Exercise description: Copy out the part of the data below that begins with the line containing "Q: Point to the woman's hand" and ends with the line containing "x=361, y=479", both included, character for character and with nothing else.

begin Dataset rows

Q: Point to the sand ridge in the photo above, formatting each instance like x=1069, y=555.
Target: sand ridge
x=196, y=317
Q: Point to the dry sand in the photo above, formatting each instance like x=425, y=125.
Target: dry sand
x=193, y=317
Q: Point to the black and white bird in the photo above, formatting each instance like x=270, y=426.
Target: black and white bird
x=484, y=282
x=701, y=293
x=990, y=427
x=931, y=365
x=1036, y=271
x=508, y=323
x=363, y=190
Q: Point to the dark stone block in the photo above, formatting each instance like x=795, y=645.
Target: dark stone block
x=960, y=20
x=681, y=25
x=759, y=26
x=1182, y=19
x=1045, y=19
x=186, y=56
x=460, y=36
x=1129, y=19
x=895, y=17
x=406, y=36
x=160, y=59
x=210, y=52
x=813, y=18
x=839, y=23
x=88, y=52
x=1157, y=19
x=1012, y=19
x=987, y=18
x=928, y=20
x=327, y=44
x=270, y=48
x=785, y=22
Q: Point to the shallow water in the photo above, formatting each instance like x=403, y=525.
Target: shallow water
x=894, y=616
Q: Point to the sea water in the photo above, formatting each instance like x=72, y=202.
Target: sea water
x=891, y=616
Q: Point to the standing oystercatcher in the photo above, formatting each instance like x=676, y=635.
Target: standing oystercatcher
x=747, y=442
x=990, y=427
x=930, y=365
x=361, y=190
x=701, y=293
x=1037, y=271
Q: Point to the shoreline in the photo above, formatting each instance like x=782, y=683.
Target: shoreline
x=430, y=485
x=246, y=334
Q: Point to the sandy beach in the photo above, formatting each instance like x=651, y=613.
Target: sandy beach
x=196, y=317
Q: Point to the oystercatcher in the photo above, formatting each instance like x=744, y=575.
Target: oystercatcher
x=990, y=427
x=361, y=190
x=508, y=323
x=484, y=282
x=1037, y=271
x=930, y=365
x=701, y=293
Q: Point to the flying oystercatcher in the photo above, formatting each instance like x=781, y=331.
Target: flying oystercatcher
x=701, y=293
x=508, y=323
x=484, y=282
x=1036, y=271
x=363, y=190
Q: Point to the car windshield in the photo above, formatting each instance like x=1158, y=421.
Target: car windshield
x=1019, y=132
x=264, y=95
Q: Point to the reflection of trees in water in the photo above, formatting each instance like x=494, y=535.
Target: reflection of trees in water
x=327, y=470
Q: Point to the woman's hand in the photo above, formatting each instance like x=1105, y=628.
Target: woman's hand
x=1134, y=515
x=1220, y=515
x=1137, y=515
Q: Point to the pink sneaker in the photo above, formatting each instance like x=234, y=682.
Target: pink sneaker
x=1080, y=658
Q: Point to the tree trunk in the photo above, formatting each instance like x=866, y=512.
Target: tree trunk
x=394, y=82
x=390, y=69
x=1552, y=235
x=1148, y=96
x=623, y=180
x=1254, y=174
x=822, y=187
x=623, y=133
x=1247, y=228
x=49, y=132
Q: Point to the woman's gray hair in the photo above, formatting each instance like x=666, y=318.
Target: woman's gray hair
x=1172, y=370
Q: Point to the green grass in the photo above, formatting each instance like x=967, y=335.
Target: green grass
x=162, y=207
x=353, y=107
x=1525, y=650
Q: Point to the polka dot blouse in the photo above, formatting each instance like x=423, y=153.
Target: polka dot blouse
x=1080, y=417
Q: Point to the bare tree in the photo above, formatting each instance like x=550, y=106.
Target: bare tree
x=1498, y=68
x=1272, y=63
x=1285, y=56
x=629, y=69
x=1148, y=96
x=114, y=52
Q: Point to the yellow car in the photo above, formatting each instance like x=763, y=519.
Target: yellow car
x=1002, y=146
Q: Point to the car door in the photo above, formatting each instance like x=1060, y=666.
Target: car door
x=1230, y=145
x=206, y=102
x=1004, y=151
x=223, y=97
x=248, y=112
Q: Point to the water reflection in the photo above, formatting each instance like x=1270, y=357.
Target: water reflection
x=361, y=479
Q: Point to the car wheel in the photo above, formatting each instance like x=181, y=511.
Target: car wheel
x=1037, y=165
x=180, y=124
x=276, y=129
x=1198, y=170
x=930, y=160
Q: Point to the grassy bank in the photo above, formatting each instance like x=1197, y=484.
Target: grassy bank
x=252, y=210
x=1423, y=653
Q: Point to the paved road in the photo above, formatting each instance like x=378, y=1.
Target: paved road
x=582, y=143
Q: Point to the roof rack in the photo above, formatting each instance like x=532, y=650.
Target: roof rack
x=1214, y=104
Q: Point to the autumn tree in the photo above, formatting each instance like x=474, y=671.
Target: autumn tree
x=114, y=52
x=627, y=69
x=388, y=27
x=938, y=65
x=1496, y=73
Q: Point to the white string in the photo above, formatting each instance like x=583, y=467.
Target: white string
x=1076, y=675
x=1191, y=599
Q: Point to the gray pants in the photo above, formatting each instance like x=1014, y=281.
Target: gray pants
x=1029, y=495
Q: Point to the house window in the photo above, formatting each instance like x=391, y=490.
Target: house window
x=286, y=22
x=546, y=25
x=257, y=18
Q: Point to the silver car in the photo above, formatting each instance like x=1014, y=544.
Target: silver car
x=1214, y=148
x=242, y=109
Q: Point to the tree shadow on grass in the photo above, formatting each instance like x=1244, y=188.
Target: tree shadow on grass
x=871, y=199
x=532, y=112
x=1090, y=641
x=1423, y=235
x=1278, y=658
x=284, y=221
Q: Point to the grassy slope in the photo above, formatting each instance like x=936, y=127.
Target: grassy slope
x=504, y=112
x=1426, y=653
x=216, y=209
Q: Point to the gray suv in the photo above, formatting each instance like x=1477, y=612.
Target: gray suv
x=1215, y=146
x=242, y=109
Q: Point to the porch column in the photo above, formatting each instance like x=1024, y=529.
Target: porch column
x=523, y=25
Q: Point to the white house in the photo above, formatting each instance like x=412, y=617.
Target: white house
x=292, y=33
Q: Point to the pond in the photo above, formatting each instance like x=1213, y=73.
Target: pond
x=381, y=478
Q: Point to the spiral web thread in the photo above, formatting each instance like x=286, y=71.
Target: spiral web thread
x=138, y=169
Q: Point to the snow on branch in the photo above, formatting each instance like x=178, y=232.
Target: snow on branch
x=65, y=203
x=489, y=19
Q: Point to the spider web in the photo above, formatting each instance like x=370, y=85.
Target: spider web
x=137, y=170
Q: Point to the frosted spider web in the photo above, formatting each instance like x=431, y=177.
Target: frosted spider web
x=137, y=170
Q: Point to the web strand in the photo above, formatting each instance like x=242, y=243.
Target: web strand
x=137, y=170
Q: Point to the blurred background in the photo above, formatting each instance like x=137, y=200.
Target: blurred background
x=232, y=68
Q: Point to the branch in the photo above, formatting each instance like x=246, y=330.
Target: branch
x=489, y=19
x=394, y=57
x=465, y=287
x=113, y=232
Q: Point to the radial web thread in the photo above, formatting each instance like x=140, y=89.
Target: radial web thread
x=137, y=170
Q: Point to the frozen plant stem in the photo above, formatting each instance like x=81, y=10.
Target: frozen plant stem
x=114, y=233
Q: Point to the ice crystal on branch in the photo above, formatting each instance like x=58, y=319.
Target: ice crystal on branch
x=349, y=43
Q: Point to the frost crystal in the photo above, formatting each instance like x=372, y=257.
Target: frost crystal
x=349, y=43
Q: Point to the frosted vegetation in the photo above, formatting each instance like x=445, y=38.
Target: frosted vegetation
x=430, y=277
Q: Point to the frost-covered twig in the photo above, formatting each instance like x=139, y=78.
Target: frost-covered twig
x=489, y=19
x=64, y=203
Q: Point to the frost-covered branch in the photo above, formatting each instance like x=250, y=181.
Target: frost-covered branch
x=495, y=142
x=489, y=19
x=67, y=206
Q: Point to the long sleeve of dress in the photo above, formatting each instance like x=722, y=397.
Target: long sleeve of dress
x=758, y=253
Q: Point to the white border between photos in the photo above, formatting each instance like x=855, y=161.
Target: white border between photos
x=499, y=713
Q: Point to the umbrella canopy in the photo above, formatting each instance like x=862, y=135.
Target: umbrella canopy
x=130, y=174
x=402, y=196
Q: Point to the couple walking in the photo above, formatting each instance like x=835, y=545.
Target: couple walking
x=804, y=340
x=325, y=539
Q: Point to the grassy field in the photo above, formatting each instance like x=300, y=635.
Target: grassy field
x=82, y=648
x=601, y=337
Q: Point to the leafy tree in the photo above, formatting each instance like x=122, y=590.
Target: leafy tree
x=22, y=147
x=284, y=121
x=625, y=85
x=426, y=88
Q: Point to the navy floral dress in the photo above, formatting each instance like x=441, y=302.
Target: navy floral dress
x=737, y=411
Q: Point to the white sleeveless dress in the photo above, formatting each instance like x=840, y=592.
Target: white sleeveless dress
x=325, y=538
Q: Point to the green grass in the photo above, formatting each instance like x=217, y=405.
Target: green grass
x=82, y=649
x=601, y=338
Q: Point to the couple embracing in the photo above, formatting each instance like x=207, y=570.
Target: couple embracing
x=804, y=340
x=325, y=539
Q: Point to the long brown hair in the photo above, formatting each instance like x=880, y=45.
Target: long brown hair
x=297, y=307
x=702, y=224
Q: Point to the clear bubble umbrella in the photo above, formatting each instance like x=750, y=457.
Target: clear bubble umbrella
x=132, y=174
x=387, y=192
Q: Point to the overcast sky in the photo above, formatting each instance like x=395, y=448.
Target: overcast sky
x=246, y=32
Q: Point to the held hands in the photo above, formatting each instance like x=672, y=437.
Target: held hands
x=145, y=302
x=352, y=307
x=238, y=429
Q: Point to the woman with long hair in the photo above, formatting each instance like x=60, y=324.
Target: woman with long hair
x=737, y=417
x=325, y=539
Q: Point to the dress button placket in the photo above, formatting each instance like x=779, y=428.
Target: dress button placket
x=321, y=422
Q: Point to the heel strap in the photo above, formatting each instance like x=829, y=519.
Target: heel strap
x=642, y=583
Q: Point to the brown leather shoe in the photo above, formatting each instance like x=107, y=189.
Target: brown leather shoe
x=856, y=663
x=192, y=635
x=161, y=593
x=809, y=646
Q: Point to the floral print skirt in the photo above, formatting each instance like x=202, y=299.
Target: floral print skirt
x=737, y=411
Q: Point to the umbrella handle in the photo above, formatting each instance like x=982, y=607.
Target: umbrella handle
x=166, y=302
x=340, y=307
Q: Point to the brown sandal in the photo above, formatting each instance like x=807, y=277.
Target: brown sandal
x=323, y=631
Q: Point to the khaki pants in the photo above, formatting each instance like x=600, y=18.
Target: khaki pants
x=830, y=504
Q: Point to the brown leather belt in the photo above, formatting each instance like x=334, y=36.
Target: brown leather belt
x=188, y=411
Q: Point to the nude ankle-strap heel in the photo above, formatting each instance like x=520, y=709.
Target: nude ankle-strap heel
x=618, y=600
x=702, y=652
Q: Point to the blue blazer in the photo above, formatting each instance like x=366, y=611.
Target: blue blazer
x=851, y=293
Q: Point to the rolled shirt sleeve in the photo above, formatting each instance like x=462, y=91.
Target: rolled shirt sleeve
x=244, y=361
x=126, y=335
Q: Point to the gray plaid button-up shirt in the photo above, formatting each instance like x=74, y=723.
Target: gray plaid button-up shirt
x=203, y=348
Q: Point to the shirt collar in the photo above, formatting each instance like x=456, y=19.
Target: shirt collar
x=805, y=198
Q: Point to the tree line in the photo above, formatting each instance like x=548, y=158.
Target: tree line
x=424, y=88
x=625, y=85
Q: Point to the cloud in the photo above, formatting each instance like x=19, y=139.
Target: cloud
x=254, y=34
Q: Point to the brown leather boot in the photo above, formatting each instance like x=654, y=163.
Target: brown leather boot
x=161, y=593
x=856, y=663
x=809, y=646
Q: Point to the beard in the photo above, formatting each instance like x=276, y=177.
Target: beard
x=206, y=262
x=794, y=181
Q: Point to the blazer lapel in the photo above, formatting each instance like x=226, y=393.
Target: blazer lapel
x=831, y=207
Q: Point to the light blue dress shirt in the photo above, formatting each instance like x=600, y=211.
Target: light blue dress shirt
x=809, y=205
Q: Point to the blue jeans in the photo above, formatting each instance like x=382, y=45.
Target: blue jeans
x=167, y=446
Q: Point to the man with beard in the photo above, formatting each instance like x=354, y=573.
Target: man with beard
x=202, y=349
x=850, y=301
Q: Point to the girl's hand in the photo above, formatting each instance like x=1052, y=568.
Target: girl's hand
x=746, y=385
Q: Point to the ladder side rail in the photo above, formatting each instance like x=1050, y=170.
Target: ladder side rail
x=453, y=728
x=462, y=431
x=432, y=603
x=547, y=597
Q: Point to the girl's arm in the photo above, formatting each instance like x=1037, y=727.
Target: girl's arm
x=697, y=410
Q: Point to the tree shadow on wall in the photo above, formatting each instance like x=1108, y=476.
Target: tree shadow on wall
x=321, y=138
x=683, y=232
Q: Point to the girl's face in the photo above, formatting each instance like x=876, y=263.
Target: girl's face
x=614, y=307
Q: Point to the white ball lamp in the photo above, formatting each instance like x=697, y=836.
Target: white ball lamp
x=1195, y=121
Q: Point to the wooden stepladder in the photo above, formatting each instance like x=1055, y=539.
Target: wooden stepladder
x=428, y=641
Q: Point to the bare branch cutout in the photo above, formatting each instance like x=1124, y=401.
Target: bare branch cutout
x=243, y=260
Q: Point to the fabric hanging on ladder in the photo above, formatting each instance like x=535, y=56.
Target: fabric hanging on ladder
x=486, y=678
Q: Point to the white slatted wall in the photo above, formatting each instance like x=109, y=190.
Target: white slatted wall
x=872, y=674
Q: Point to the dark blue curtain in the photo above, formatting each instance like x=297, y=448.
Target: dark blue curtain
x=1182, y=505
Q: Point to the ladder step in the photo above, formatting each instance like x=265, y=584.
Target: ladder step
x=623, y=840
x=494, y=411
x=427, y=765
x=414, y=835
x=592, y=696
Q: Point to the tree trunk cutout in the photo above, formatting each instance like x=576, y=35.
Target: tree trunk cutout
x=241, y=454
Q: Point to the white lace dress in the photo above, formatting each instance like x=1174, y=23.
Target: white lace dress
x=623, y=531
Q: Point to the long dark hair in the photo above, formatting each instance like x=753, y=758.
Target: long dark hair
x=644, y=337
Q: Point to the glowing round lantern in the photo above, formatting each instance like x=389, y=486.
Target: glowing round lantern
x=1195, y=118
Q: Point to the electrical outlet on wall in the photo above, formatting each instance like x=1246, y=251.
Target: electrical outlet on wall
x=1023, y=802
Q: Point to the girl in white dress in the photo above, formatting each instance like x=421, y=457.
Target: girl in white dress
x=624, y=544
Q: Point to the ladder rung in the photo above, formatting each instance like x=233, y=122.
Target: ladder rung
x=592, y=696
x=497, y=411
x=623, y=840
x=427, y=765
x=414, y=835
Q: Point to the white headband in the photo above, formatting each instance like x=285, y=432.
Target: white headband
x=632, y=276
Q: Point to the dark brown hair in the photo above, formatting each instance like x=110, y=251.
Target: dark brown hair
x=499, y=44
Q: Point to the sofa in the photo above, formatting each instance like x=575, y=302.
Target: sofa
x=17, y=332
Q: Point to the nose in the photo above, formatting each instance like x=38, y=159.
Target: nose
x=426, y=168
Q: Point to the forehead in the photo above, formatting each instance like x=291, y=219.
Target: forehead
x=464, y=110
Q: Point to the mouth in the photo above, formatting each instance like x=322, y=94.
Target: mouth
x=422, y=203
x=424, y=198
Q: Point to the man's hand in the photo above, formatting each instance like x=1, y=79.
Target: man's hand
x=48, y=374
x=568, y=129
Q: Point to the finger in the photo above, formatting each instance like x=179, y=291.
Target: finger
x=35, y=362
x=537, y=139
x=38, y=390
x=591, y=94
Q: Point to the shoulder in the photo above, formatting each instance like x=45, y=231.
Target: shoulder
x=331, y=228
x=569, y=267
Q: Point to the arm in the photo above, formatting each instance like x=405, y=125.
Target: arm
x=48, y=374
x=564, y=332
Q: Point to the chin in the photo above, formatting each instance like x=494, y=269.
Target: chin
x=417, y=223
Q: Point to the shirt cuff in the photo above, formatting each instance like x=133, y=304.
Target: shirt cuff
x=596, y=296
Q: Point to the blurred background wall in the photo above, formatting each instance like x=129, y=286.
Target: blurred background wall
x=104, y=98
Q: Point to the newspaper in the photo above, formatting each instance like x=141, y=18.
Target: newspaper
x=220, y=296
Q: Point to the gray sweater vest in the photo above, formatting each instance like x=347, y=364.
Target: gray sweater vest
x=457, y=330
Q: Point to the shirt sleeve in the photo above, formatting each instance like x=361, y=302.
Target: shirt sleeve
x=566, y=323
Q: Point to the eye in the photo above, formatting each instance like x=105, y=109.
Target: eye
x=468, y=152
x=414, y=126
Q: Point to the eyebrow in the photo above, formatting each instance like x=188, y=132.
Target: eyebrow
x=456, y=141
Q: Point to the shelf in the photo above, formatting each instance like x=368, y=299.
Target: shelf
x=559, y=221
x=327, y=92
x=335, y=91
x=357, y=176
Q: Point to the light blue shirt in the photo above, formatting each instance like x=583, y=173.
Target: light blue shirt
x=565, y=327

end Dataset rows

Result:
Q: Point to the woman's hand in the photo above, formatting each instance like x=1105, y=628.
Target: woman's hand
x=1134, y=515
x=1220, y=515
x=1137, y=515
Q: Point to the pink sneaker in the photo above, formatting each instance like x=234, y=682.
Target: pink sneaker
x=1080, y=658
Q: Point to the tree trunk in the photo above, formatting each instance like x=866, y=512.
Target: tree trunk
x=394, y=82
x=390, y=69
x=1552, y=235
x=1148, y=96
x=623, y=180
x=1254, y=174
x=822, y=187
x=623, y=133
x=1247, y=228
x=49, y=132
Q: Point to the woman's gray hair in the photo above, formatting each instance like x=666, y=318.
Target: woman's gray hair
x=1172, y=370
Q: Point to the green grass in the photo above, formatting each instance like x=967, y=335.
Target: green grass
x=162, y=207
x=353, y=107
x=1525, y=650
Q: Point to the polka dot blouse in the photo above, formatting each instance like x=423, y=153.
Target: polka dot blouse
x=1080, y=417
Q: Point to the bare tree in the photo above, formatting each instance like x=550, y=106.
Target: bare tree
x=1498, y=68
x=1272, y=63
x=1285, y=56
x=629, y=69
x=1148, y=96
x=114, y=52
Q: Point to the yellow car in the photo above, formatting each instance like x=763, y=519.
Target: yellow car
x=1002, y=146
Q: Point to the car door in the photo above, formatting each instance like x=1060, y=666.
Target: car door
x=1230, y=145
x=206, y=102
x=1004, y=151
x=223, y=97
x=248, y=112
Q: Point to the water reflection in the photo above, formatting each instance like x=1270, y=357.
Target: water reflection
x=361, y=479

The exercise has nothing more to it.